**RECORDS SHOWN**

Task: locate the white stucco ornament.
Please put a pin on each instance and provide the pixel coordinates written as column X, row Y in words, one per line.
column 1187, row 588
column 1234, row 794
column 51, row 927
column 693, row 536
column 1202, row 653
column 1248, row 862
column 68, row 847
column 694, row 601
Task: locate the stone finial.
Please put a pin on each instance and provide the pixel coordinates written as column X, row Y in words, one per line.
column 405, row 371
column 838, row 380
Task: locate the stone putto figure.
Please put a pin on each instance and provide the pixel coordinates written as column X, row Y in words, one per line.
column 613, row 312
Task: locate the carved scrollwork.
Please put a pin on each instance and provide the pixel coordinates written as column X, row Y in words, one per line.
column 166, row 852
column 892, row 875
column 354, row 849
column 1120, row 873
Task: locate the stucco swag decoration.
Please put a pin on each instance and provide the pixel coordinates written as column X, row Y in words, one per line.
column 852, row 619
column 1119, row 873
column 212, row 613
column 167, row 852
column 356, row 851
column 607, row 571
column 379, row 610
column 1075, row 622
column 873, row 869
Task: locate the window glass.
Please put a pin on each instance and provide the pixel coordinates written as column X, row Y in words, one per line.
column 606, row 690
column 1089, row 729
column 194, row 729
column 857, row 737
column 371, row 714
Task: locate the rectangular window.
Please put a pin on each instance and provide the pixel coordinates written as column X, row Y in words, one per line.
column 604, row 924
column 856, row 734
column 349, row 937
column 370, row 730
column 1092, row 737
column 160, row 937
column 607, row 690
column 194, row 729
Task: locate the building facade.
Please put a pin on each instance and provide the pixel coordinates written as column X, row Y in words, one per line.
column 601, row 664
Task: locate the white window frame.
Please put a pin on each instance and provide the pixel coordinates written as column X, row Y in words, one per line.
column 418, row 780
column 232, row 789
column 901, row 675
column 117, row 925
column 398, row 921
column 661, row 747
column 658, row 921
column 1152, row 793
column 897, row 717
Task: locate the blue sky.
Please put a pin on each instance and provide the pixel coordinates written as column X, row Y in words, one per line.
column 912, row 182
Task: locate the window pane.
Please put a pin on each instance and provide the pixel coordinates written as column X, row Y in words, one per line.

**WHAT NEEDS TO BE DONE**
Please print all of the records above again, word for word and in the same order.

**WRITTEN SOLUTION**
Task: locate the white stucco ornament.
Please put a pin on each instance and provide the pixel coordinates written as column X, row Y in words, one per line.
column 1187, row 588
column 1234, row 794
column 51, row 927
column 693, row 536
column 1202, row 653
column 1248, row 862
column 68, row 847
column 694, row 601
Task: locate the stone finial.
Please put a pin on each instance and provide the pixel coordinates written as column X, row Y in words, one per line.
column 405, row 371
column 838, row 380
Task: locate the stone putto figure.
Please put a pin on each instance and provide the pixel coordinates written as column X, row Y in words, one per line.
column 613, row 312
Task: locate the carved scrollwork.
Please put a pin on each instance and provide the pixel coordinates written as column X, row Y in words, one per line.
column 166, row 852
column 892, row 875
column 354, row 849
column 1120, row 873
Task: locate the stucco swag decoration.
Please put a pin on each instance and provide the pixel coordinates written as column X, row Y in words, one per line.
column 852, row 619
column 1119, row 873
column 212, row 613
column 167, row 852
column 356, row 851
column 607, row 571
column 379, row 610
column 1075, row 622
column 873, row 869
Task: locate the window glass.
Please put a pin on each instance and provide the pixel coordinates written as column X, row Y in words, one per line.
column 606, row 690
column 1089, row 729
column 194, row 729
column 857, row 737
column 371, row 714
Task: locate the rectangular window.
Please put a pin on each instance and provide the pixel coordinates written as column X, row Y in words, one per line.
column 604, row 924
column 856, row 734
column 349, row 937
column 370, row 730
column 1092, row 737
column 160, row 937
column 607, row 690
column 194, row 729
Task: locate the building facade.
Please put a pin on each instance and provide the pixel coordinates written as column X, row Y in words, one per line.
column 601, row 664
Task: locate the white window frame.
Please put a pin on each instance and provide the pixel coordinates written as column X, row Y in words, one per line.
column 418, row 780
column 232, row 789
column 901, row 675
column 117, row 925
column 398, row 921
column 661, row 747
column 658, row 921
column 1152, row 793
column 897, row 717
Task: locate the blue sky.
Please put a pin on each instance and provide the pixel coordinates written as column X, row Y in words, one per line.
column 912, row 182
Task: locate the window pane.
Please put a pin on each instance and provide the pixel coordinates written as column X, row Y in words, one per line.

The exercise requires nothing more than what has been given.